§ **What this task involves**
Print every one of the rows below word for word, without changing or leaving out anything.

┄┄┄┄┄┄

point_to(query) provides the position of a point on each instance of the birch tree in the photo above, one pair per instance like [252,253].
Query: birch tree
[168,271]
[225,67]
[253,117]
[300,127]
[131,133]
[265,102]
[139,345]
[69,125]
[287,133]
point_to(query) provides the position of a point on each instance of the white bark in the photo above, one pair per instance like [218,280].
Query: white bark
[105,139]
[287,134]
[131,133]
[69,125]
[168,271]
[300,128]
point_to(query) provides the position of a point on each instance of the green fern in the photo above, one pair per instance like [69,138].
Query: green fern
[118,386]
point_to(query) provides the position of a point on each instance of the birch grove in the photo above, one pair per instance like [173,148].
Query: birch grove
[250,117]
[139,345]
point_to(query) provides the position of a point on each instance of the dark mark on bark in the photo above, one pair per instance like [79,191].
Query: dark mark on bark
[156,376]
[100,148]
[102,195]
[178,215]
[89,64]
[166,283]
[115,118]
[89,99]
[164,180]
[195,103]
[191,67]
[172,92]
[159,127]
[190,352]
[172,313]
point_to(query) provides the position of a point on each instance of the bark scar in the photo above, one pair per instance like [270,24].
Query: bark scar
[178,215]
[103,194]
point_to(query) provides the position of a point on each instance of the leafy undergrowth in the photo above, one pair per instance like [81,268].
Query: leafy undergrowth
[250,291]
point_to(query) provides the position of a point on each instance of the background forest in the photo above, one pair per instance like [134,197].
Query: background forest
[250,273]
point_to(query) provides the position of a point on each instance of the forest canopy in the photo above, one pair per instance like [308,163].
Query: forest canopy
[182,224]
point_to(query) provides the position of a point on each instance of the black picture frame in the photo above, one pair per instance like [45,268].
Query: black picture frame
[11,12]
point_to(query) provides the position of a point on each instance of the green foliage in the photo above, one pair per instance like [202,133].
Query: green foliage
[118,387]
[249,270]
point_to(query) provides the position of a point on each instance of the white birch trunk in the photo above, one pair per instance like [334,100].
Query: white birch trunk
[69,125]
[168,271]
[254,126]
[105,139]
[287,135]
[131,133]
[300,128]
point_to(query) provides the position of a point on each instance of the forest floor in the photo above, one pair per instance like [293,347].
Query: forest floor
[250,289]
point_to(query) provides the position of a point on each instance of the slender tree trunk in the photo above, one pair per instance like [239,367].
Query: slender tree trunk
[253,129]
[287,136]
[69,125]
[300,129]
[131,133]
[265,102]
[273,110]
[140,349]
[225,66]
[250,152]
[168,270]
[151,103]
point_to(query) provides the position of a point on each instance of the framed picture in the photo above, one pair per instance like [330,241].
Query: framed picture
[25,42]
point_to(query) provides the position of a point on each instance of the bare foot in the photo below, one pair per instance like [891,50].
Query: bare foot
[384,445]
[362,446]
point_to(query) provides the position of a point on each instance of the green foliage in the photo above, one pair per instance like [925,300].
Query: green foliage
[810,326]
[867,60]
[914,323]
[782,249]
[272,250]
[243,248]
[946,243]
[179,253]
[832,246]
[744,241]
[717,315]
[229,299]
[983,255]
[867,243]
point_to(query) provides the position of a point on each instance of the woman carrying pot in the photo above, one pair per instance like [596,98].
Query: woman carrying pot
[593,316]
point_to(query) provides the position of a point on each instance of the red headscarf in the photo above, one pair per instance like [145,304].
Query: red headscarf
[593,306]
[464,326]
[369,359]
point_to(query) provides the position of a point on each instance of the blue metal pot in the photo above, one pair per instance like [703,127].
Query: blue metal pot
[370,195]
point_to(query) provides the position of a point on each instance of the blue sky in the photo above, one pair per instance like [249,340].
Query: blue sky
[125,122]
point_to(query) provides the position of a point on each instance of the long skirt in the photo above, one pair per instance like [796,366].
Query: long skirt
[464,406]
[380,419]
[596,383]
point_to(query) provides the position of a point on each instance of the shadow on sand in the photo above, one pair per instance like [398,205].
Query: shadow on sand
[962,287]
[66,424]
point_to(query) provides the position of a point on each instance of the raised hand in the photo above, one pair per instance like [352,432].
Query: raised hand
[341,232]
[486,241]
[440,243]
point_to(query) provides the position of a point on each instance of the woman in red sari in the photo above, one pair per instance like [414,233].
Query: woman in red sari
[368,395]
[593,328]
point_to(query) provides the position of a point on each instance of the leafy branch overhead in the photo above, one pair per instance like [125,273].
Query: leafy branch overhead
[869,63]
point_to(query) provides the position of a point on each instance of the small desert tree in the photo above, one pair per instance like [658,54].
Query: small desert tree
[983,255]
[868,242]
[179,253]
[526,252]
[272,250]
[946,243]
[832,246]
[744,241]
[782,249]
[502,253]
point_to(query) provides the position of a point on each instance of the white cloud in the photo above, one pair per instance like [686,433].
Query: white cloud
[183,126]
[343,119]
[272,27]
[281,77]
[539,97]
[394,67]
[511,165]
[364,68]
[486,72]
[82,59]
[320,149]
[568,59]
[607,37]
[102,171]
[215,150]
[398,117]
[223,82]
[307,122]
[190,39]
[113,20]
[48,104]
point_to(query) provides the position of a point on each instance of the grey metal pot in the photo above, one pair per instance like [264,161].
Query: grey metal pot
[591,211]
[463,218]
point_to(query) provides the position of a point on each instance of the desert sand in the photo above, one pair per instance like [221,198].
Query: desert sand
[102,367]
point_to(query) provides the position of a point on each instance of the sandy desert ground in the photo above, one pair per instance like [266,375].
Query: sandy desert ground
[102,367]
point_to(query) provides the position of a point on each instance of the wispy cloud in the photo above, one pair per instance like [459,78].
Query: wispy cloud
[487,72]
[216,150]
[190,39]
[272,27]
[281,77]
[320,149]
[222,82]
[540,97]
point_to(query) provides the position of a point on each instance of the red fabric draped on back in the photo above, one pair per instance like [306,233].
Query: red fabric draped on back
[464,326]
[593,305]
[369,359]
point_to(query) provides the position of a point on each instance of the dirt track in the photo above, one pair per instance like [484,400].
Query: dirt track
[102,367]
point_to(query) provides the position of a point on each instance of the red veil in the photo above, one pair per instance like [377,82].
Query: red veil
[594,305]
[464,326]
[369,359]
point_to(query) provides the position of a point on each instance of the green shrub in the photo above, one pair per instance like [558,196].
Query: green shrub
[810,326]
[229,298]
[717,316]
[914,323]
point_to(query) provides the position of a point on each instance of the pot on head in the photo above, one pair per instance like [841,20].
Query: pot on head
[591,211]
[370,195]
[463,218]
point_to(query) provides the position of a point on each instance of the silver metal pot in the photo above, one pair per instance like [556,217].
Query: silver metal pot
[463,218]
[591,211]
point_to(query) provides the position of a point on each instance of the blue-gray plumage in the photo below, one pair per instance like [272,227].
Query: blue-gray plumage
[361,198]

┄┄┄┄┄┄

§ **Result**
point_to(query) provides the position of a point on each instance of the birch tree in the photo above, one pair per instance like [252,253].
Query: birch tree
[168,271]
[225,67]
[253,117]
[300,127]
[131,133]
[265,102]
[139,345]
[69,125]
[287,133]
point_to(query) provides the position of a point on each instance of the white bark in the photo above, one pair per instance like [218,280].
Query: white bark
[105,139]
[287,134]
[131,133]
[69,125]
[168,271]
[300,128]
point_to(query) provides the position of a point on each instance of the green fern in the photo above, one pair per instance like [69,138].
Query: green fern
[118,386]
point_to(query) provides the position of a point on each instance of the birch grove in the photo above, one pair per instance like [173,148].
Query: birch grove
[250,117]
[139,345]
point_to(query) provides the position of a point on each instance of the dark mark on bark in the photo above, one pair per instance like [79,191].
Query: dark mark on bark
[156,376]
[100,148]
[102,195]
[178,215]
[89,64]
[166,283]
[115,118]
[89,99]
[164,180]
[195,103]
[191,67]
[172,92]
[159,127]
[190,352]
[172,313]
point_to(query) provides the position of a point on each instance of the bark scar in the photo above, one pair per instance like [270,24].
Query: bark scar
[178,215]
[103,194]
point_to(query) provides the position of a point on each instance of the leafy undergrowth in the photo above, one pair per instance like [81,268].
Query: leafy undergrowth
[250,291]
point_to(query) provides the position of a point on each instance of the background forest in the photo above, one pair per instance like [134,197].
Query: background forest
[250,273]
point_to(query) provides the position of a point on each instance of the forest canopy in the photo above, one pair per instance like [308,163].
Query: forest canopy
[182,224]
point_to(query) provides the position of a point on each instance of the black picture frame in the photo above, one pair per instance like [45,268].
Query: black picture frame
[11,12]
point_to(query) provides the position of a point on each instance of the green foliage in the photo above, one pair per instance like [202,133].
Query: green foliage
[118,387]
[249,270]
point_to(query) provides the position of a point on each instance of the white birch trunk in the photo above, one pair per instance like [334,100].
Query: white birch trunk
[69,125]
[168,271]
[254,126]
[105,139]
[287,135]
[131,133]
[300,128]
point_to(query) provides the position of a point on each instance of the forest floor in the photo above, one pair per instance like [293,347].
Query: forest floor
[250,289]
point_to(query) provides the position of a point on each instance of the slender tree trunk in the photo above, one pair per instance like [239,367].
Query: slender tree trunk
[253,129]
[287,136]
[69,125]
[300,129]
[131,133]
[265,102]
[273,110]
[140,349]
[225,66]
[250,152]
[168,270]
[151,103]
point_to(query) provides the position of a point on each instance of the framed picture in the photo above, one pair per instance like [330,241].
Query: framed picture
[25,42]
point_to(query) provides the position of a point on each instance of the bare foot in the photo below, one pair per instance like [891,50].
Query: bare foot
[384,445]
[362,446]
point_to(query) provides the position of a point on each instance of the green foliage in the photo above, one pair per instance like [925,300].
Query: green foliage
[810,326]
[867,60]
[914,323]
[782,249]
[272,250]
[243,248]
[946,243]
[179,253]
[832,246]
[744,241]
[717,315]
[229,299]
[983,255]
[867,243]
point_to(query) provides the position of a point on each instance of the woman carrying pot in the photo above, one pair per instance like [596,98].
Query: woman carrying pot
[593,316]
point_to(query) provides the position of a point on each instance of the red headscarf in the photo above, one pair per instance like [145,304].
Query: red headscarf
[593,306]
[464,326]
[369,359]
point_to(query) provides the position of a point on each instance of the blue metal pot in the photo above, one pair per instance like [703,127].
Query: blue metal pot
[370,195]
point_to(query) provides the position of a point on each instance of the blue sky in the photo above, one pair per instance like [249,340].
Query: blue sky
[125,122]
point_to(query) provides the position of a point on each instance of the long skirt in the photo above, one pair per instance like [796,366].
Query: long skirt
[464,406]
[380,419]
[596,383]
point_to(query) provides the position of a point on each instance of the shadow on sand in the photo above, one pair per instance like [398,205].
Query: shadow on sand
[962,287]
[66,424]
point_to(query) provides the position of a point on each instance of the raised hand in the photo above, one pair per instance like [352,432].
Query: raised hand
[341,232]
[486,241]
[440,243]
point_to(query) provides the position of a point on each instance of the woman in red sari in the photo above, one pair per instance like [414,233].
Query: woman in red sari
[368,395]
[593,328]
point_to(query) provides the position of a point on each instance of the leafy branch overhead in the photo above, one pair per instance like [125,273].
Query: leafy branch overhead
[869,63]
point_to(query) provides the position of a point on each instance of the small desert tree in the photo above, one pair per instance like [658,54].
Query: small desert tree
[983,255]
[868,242]
[179,253]
[526,252]
[272,250]
[946,243]
[832,246]
[744,241]
[782,249]
[502,253]
point_to(query) provides the position of a point on each instance of the white cloud in the photo above, one pair per instance like [686,433].
Query: white cloud
[183,126]
[343,119]
[272,27]
[281,77]
[539,97]
[394,67]
[511,165]
[364,68]
[486,72]
[82,59]
[320,149]
[568,59]
[607,37]
[102,171]
[215,150]
[398,117]
[223,82]
[307,122]
[190,39]
[113,20]
[48,104]
point_to(query) provides the position of a point on each instance of the grey metal pot in the photo above, one pair per instance like [264,161].
Query: grey metal pot
[591,211]
[463,218]
point_to(query) provides the position of a point on each instance of the desert sand in the photo above, one pair per instance like [221,198].
Query: desert sand
[102,367]
point_to(query) provides the position of a point on each instance of the sandy desert ground in the photo above, one pair per instance like [266,375].
Query: sandy desert ground
[102,367]
point_to(query) provides the position of a point on each instance of the wispy cloud in the photo above, one pair per instance like [459,78].
Query: wispy cloud
[487,72]
[216,150]
[190,39]
[272,27]
[281,77]
[320,149]
[222,82]
[540,97]
point_to(query) provides the position of a point on each instance of the red fabric draped on back in the photo above, one pair per instance like [306,233].
Query: red fabric draped on back
[464,326]
[593,305]
[369,359]
point_to(query) provides the position of a point on each instance of the dirt track in the photo above, one pair per instance like [484,400].
Query: dirt track
[102,367]
point_to(query) provides the position of a point on each instance of the red veil in the photo above, one pair per instance like [377,82].
Query: red veil
[594,305]
[464,326]
[369,359]
point_to(query) provides the position of a point on each instance of the green shrub in the photo above, one pair per instance like [558,196].
Query: green shrub
[810,326]
[229,298]
[717,316]
[914,323]
point_to(query) provides the position of a point on each instance of the pot on head in the photo above, one pair per instance like [841,20].
Query: pot on head
[591,211]
[370,195]
[463,218]
point_to(query) provides the position of a point on each instance of the silver metal pot in the photo above, one pair per instance like [556,217].
Query: silver metal pot
[463,218]
[591,211]
point_to(query) provides the position of a point on each instance of the blue-gray plumage in the photo below, one pair per instance like [272,227].
Query: blue-gray plumage
[361,198]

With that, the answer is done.